===== DATA EXCERPTS

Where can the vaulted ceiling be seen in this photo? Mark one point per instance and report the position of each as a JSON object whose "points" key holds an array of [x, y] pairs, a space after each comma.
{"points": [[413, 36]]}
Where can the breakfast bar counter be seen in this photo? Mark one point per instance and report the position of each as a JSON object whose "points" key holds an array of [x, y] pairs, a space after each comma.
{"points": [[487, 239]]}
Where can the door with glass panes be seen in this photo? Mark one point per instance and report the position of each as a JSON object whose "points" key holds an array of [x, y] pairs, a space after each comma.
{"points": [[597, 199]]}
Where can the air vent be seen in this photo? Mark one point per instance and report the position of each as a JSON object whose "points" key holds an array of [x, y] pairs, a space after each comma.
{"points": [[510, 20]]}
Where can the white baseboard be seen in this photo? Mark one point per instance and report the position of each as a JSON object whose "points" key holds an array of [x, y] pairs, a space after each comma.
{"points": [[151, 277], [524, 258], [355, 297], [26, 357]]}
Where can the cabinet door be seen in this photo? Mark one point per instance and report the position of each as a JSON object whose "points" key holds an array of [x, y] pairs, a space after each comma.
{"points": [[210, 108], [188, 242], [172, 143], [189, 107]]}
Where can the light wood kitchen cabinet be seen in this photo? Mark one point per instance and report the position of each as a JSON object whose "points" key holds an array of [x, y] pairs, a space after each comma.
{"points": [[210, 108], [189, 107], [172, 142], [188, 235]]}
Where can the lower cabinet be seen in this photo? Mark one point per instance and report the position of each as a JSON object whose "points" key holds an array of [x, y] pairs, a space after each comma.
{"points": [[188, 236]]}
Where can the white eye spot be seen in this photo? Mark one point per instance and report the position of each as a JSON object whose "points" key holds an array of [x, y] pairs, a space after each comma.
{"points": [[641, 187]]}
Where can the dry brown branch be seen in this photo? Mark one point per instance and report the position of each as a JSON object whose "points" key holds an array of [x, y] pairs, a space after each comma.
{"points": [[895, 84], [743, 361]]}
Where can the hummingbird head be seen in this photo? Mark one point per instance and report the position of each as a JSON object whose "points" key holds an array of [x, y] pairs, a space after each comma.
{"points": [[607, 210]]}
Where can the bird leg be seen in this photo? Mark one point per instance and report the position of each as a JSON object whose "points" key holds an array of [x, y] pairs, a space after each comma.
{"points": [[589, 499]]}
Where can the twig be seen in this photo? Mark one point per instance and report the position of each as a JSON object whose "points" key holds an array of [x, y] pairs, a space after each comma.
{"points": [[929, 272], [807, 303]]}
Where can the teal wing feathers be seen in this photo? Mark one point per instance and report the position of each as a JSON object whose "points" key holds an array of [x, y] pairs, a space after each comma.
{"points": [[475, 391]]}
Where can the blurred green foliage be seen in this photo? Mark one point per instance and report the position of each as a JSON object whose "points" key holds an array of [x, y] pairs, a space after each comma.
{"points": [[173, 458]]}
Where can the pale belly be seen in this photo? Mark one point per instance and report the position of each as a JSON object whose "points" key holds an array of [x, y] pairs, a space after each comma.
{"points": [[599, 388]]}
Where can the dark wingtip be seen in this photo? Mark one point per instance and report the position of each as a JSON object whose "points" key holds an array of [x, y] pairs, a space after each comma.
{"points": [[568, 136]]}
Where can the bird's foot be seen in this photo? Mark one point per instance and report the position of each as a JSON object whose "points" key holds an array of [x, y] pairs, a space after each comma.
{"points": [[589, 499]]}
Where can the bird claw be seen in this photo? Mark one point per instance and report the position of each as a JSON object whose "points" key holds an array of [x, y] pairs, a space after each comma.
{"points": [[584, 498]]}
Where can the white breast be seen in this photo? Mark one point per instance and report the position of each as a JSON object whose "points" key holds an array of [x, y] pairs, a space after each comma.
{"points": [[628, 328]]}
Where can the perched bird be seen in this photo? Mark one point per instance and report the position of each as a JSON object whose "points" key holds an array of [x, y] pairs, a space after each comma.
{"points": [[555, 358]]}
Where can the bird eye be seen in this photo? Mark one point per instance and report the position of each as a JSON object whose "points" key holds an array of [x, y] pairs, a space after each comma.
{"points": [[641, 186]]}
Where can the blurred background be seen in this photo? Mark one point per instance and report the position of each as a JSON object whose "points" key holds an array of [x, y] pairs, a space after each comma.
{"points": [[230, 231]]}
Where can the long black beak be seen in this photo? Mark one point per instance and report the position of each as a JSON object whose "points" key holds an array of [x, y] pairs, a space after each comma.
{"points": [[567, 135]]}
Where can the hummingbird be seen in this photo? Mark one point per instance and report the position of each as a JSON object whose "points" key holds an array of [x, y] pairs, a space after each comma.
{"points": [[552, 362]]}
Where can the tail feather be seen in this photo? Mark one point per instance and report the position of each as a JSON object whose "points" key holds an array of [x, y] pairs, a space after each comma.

==========

**DIRECTION**.
Every entry should be printed again exactly as written.

**OUTPUT**.
Where can the vaulted ceiling be seen in this photo? Mark one point per instance and report the position of each as a JSON object whose "points" key holds an array of [x, y] pairs, a space after each comma.
{"points": [[413, 36]]}
Where can the breakfast bar counter be seen in this photo? Mark one point per instance and report the position of each as a JSON object whose "points" key holds an array of [x, y] pairs, a space after each comma.
{"points": [[487, 239]]}
Where can the door with glass panes be seen in this photo? Mark one point per instance and report the position of each as a JSON object whose "points" key holds an array of [x, y] pairs, a space after each comma.
{"points": [[597, 199]]}
Where can the air vent be seen in this photo? Mark one point per instance and report the position of each as a JSON object whose "points" key holds an array of [x, y] pairs, a space after each comma.
{"points": [[510, 20]]}
Where can the white baseboard be seen in this photo? Mark one point per instance and report the position of each as a JSON object whose "points" key holds an array of [x, y] pairs, a space after each comma.
{"points": [[151, 277], [524, 258], [355, 297], [26, 357]]}
Where can the cabinet door be seen in this photo? Mark one point per instance and report the position of each as a JSON object whose "points" key holds an array of [x, y] pairs, a space after each comma.
{"points": [[210, 108], [188, 242], [172, 143], [189, 107]]}
Where can the light wood kitchen cabinet be seen in this photo? Mark one point per instance and report the position of each as a JSON object whose "points" key holds an array of [x, y] pairs, a space after each comma.
{"points": [[210, 108], [189, 107], [172, 142], [188, 235]]}
Where can the lower cabinet be seen in this photo? Mark one point per instance and report the position of each as a JSON object whose "points" key holds an array of [x, y] pairs, a space after each comma.
{"points": [[188, 236]]}
Where can the white eye spot be seen in this photo? Mark one point per instance and report the position of each as a JSON object whose "points" key holds an array of [x, y] pairs, a space after each comma.
{"points": [[641, 187]]}
Where can the dry brown branch be seen in this photo? Mark one point per instance and report the position of each as a JSON object whose "points" key holds an array of [x, y] pairs, a space after each comma.
{"points": [[895, 84], [743, 361]]}
Where can the hummingbird head be seen in this photo? Mark one point per instance and report the position of each as a JSON object whose "points" key holds an array of [x, y] pairs, a space after each comma.
{"points": [[607, 210]]}
Where can the bird leg be seen in this photo? Mark one point per instance and report the position of each as a JSON object whose "points" key holds an array of [x, y] pairs, a space after each comma.
{"points": [[589, 499]]}
Where can the twig be seen in this photo? Mark one point per instance and report the position of each as a JSON object whose "points" key holds an array of [x, y] pairs, a space after each comma.
{"points": [[929, 272], [807, 303]]}
Where can the teal wing feathers be seen in this photo? Mark one point per instance and report the position of each as a JSON object whose "points" key holds an array of [x, y] pairs, a space after each comma.
{"points": [[475, 391]]}
Where can the blurred green foliage be seen in this photo? Mark one point per instance and report the position of each as a JSON object whose "points" key holds an array of [x, y] pairs, a space after each comma.
{"points": [[173, 458]]}
Where can the pale belly be seen in this photo? Mark one point per instance and report the position of each as a JSON object whose "points" key holds an array of [x, y] pairs, a space after each comma.
{"points": [[599, 388]]}
Where can the dark wingtip be seen in this photo? Mark one point per instance and report the position of each as a JSON object whose "points" key holds an array of [x, y] pairs, a space after each comma.
{"points": [[568, 136]]}
Where can the bird's foot be seen in this photo? Mark one point per instance and report the position of each as a JSON object whose "points" key holds an array of [x, y] pairs, a space after each comma.
{"points": [[589, 499]]}
Where can the bird claw be seen in this photo? Mark one point per instance and report the position of each as a JSON object whose "points" key holds an array of [x, y] pairs, a space after each comma.
{"points": [[584, 498]]}
Where can the white breast be seen in this photo? Mark one point per instance and report the position of each as a JSON object whose "points" key holds an array of [x, y] pairs, a space after each comma.
{"points": [[628, 328]]}
Where can the perched bird be seen in this photo? Mark one point per instance and report the position of each as a JSON object whose "points" key holds an array of [x, y] pairs, a space after each comma.
{"points": [[555, 358]]}
Where can the bird eye be seen in this photo? Mark one point per instance and report the position of each as a JSON object whose "points" key holds an array of [x, y] pairs, a space after each comma.
{"points": [[641, 186]]}
Where can the blurred background be seen in this photo? Mark one point per instance and report the position of each as a JSON object whose "points" key holds an array of [x, y] pairs, a space after each comma.
{"points": [[230, 231]]}
Where can the long black beak be seen in this photo? Mark one point per instance and report the position of each as a JSON object whose "points" key holds an array of [x, y] pairs, a space after each comma.
{"points": [[567, 135]]}
Where can the hummingbird be seen in this photo? Mark one point per instance and report the position of each as a JSON object whose "points" key holds an array of [x, y] pairs, a space after each comma.
{"points": [[552, 362]]}
Where can the tail feather be seen in this photo? Mark one point per instance and report the position of each as a JSON object whose "points" key holds an array of [x, y] pairs, a space after each comma.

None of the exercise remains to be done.